Problem to solve:
In the listing below, copy out the stretch from the line containing "of the jacket" through the line containing "of the background", shifting every x and y coordinate in the answers by 139 and leaving all other text unchanged.

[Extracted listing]
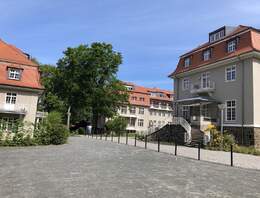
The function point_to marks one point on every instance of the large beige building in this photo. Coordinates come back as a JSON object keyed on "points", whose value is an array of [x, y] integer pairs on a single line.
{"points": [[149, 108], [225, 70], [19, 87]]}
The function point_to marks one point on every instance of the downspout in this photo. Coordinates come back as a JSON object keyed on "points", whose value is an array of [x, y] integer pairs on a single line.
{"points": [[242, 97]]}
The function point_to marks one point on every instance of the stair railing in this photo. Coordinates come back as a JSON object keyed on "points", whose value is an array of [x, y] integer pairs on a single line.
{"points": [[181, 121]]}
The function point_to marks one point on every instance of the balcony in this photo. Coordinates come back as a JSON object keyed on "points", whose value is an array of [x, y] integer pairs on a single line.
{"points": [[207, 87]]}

...

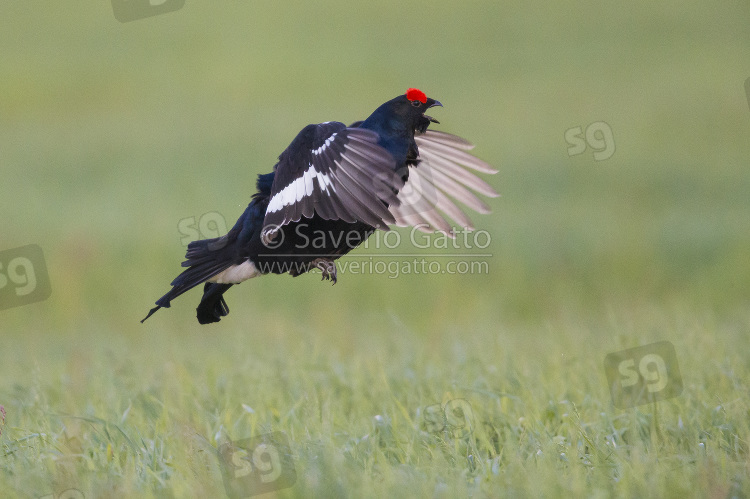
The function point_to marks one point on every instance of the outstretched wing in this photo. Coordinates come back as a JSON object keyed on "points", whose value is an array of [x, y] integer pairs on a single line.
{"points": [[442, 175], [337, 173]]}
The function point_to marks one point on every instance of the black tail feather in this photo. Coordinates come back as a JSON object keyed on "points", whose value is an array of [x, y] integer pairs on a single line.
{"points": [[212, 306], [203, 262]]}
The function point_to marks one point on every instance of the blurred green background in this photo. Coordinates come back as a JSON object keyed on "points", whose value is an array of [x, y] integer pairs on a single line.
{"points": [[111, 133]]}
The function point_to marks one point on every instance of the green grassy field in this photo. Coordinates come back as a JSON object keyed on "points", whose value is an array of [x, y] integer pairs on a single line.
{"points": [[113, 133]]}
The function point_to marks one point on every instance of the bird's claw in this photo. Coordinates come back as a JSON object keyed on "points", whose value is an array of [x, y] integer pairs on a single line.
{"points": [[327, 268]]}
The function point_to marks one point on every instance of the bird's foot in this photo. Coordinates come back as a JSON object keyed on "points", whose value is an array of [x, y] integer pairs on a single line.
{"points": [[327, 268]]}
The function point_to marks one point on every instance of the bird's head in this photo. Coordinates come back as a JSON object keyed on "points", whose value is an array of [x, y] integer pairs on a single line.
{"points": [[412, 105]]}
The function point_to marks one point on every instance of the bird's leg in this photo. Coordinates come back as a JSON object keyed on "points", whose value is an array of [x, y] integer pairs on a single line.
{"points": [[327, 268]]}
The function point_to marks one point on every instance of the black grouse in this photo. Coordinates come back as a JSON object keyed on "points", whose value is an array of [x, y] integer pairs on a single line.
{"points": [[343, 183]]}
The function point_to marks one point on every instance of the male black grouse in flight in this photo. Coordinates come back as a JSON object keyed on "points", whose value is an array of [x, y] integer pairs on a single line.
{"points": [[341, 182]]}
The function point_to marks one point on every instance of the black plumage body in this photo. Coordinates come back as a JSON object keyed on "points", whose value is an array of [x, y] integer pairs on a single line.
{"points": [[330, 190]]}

...

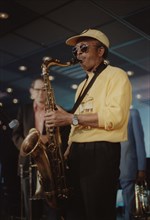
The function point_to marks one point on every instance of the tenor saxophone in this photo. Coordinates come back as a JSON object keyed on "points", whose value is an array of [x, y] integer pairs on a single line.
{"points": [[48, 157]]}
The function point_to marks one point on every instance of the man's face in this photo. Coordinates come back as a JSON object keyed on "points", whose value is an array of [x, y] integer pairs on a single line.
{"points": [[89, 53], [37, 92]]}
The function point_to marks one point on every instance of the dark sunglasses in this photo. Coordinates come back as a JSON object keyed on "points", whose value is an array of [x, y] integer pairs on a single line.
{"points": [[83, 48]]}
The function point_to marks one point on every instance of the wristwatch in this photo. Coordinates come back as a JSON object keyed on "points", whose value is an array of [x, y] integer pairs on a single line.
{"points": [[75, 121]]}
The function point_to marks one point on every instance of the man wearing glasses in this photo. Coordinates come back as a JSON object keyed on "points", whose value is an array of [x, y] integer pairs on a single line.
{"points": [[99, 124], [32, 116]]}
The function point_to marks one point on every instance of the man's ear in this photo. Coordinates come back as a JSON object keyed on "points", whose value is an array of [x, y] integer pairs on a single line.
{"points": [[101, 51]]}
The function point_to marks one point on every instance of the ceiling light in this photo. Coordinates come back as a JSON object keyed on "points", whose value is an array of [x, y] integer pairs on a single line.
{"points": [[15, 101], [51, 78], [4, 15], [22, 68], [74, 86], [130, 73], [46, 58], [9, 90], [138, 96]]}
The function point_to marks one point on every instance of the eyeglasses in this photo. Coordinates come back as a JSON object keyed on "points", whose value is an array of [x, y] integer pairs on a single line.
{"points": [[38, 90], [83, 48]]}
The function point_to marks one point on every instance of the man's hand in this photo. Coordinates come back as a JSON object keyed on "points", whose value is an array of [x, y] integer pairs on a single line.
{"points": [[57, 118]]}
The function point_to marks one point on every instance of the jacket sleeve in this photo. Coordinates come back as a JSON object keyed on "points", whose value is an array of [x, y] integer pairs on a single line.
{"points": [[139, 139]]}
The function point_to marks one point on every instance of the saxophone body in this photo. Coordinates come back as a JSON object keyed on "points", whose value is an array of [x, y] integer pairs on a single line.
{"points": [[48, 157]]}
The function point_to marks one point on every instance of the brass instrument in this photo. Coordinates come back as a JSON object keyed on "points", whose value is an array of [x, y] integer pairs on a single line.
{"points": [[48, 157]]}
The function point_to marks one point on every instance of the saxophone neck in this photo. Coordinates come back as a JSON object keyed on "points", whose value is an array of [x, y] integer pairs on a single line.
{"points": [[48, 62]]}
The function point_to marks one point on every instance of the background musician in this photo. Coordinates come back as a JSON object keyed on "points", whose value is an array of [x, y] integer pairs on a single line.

Exercise answer:
The function point_to marks one point on every instance of the jacket sleeve in this photo. Coordinates come back as a JSON object keyed on "points", whose value is an array of [x, y] integer pairs on a single line.
{"points": [[278, 278]]}
The function point_to marks one point on every instance of the saxophone body in this photo. Coordinates come back as a JSON object keyed on "points", whose value is an array of [x, y] integer pairs on a single line.
{"points": [[187, 296]]}
The function point_to marks one point on every instance of the brass instrument in this photo. Coordinates come back as a JSON object keyed on "points", whose value is an array of [x, y] integer pairs on a single line.
{"points": [[187, 296]]}
The function point_to marks one point on every instance of the saxophone neck in this photo. Coordinates come back as a JSON object keyed on "points", whose value is an array of [x, y] integer pairs on a single line.
{"points": [[187, 201]]}
The function point_to marks one point on every instance of the background musician in this photo. Coordinates come back as a JSON object keyed on "points", whose value is an array of [x, y] integer pairs on a single line.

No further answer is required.